• [TÂCHES]:
a) Traduisez en anglais la phrase suivante, tirée du témoignage de Julien : « Nous étions dans une relation marchande où seul mon argent comptait. »
b) Recopiez mot pour mot le passage du témoignage de Julien qui va de « J’ai un passé » jusqu'à « mon argent comptait. » inclus.
c) Poursuivez le témoignage de Julien à partir de sa dernière phrase.

• [EXTRAIT FOURNI]:
§ §
Julien, ancien client, est engagé au Mouvement du Nid. Son parcours, peu commun, l’amène aujourd’hui à se prononcer en faveur d’une politique résolue en direction des hommes qui entretiennent le marché prostitutionnel. Si ses choix n’engagent que lui, ils sont toutefois une excellente occasion d’ouvrir le débat.
J’ai un passé de marin. Je suis resté cinq ans dans la Marine, de 1975 à 1981 : une trentaine d’escales, une quinzaine de rencontres avec des personnes prostituées. Je dis « rencontres » car je cherchais vraiment des rencontres avec des femmes, ce qui bien entendu ne fut jamais le cas, ces personnes ne donnant jamais accès au côté non prostitué d’elles-mêmes, à de rares exceptions près.
Nous étions dans une relation marchande où seul mon argent comptait.
Ce que je peux dire aujourd’hui, c’est qu’à l’époque, pour un certain nombre de mes collègues comme pour moi, le niveau de connaissance de la sexualité féminine était voisin de zéro.
On se laissait séduire par ces femmes. Elles étaient très fortes, très belles, et nous très naïfs. On oubliait que c’était des prostituées. On était vite rappelés à l’ordre : un quart d’heure, c’est tant. On se faisait piéger. Tout cela parce qu’on n’avait pas été éduqués. On ignorait ce que c’était, la sexualité.
J’ai eu ma première relation sexuelle à 19 ans avec une jeune femme prostituée de Djibouti. C’était une relation très ambiguë. J’ai payé les deux premières fois, ensuite je la voyais tous les jours et je ne payais plus en argent. Je suis resté plusieurs mois. C’était presque une vraie relation. Elle était comme la reine de Saba dans ses grands voiles noirs et pour moi, c’est resté une image forte.
§ §
Enregistrements d'étiquetage de régions

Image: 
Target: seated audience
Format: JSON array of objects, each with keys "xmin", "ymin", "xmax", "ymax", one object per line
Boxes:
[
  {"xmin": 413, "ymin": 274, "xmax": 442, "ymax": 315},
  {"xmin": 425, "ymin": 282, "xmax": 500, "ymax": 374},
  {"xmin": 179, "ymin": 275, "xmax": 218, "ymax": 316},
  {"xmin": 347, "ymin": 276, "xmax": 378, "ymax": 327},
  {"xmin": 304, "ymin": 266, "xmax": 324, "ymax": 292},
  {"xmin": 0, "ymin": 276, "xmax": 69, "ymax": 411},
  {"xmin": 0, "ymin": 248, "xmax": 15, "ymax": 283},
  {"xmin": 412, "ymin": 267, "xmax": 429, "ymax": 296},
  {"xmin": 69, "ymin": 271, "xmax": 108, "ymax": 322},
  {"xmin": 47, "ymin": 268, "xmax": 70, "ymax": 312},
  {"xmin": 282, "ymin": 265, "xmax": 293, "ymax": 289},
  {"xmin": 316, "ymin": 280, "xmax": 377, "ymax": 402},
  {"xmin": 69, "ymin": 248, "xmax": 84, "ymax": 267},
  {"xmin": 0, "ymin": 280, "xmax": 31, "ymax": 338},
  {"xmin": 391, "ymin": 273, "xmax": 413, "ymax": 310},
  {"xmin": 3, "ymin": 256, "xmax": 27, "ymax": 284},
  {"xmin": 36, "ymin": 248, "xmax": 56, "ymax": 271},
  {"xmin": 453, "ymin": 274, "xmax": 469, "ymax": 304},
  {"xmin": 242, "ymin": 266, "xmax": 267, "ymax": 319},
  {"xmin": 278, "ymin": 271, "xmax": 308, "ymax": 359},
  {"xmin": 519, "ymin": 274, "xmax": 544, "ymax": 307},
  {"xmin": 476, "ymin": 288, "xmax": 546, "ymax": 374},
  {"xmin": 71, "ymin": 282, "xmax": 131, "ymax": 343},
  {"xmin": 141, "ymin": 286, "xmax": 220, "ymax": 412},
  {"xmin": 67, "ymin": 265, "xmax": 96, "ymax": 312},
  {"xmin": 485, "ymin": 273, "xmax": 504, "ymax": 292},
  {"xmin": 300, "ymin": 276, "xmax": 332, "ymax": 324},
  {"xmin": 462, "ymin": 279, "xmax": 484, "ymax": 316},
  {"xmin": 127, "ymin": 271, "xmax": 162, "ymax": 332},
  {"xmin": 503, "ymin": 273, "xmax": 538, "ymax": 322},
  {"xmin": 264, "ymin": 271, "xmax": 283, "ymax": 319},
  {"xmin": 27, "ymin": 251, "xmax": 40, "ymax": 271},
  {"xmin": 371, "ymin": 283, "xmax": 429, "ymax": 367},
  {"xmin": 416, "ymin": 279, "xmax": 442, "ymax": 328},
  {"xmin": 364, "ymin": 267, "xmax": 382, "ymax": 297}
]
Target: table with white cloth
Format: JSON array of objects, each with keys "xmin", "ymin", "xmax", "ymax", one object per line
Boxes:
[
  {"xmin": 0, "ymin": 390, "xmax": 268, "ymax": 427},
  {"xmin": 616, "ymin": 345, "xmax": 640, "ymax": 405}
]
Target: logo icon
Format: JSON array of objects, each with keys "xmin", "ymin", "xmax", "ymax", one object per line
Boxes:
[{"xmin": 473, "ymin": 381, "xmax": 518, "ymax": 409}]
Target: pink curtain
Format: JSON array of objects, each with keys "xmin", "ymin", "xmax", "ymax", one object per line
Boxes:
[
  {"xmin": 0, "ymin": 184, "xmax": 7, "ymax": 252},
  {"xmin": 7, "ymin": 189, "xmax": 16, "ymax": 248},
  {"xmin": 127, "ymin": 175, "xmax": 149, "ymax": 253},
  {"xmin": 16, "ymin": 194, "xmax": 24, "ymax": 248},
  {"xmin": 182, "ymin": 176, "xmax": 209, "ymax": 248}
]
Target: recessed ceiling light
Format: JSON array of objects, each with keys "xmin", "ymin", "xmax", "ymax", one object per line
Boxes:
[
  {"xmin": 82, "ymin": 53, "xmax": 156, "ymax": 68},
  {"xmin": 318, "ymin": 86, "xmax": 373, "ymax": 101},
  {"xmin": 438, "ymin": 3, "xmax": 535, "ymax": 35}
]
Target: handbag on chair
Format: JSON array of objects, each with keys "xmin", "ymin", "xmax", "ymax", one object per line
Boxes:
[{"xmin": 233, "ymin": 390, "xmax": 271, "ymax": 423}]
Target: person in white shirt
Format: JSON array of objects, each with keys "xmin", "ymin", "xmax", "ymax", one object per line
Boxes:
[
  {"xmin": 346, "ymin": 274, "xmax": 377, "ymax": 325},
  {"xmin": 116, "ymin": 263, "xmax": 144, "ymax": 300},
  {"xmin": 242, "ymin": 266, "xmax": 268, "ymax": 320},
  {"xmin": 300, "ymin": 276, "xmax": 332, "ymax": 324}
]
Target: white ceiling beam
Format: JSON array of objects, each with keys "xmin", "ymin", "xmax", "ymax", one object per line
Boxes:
§ §
• [RÉSULTATS PAR TÂCHE]:
a) We were in a commercial relationship in which only my money mattered.

b)
J’ai un passé de marin. Je suis resté cinq ans dans la Marine, de 1975 à 1981 : une trentaine d’escales, une quinzaine de rencontres avec des personnes prostituées. Je dis « rencontres » car je cherchais vraiment des rencontres avec des femmes, ce qui bien entendu ne fut jamais le cas, ces personnes ne donnant jamais accès au côté non prostitué d’elles-mêmes, à de rares exceptions près.
Nous étions dans une relation marchande où seul mon argent comptait.

c)
La deuxième femme que j’ai connue était une vraie prostituée. À l’étranger il n’y avait pas d’autre choix, on ne pouvait rencontrer que des prostituées. Moi, je cherchais à rencontrer des femmes et j’essayais naïvement de donner du plaisir à ces femmes qui se vendaient. On ignorait tout de l’existence des désirs de ces personnes. Le monde de la prostitution est un monde clos qui enferme les prostituées mais aussi, d’une certaine façon, les clients qui y entrent. À l’intérieur, tout semble normal. Il faut vraiment une certaine volonté pour réaliser la réalité des situations qui y sont vécues.
En Indonésie, il y avait des boîtes de nuit où des femmes dansaient derrière des vitres, on payait pour danser et pour une passe. C’était le désir de sentir une présence féminine. Je me souviens aussi de choses très dures. À Bombay, j’ai eu un choc terrible en passant dans un quartier où les femmes étaient dans des box avec des grilles, la rue des femmes en cages. Elles étaient prostituées pour la clientèle locale et pouvaient faire cent passes par jour. Les étrangers n’y allaient pas.
Cette vision m’avait bouleversé. C’est aussi en Asie, que j’ai accompagné des copains dans des bidonvilles. Les passes avaient lieu à côté des enfants, sur les lieux où vivaient les familles, derrière un rideau ; parfois avec des préservatifs, parfois sans. Ça, je ne pouvais pas.
« Il n’y a toujours pas de véritable éducation à la sexualité… »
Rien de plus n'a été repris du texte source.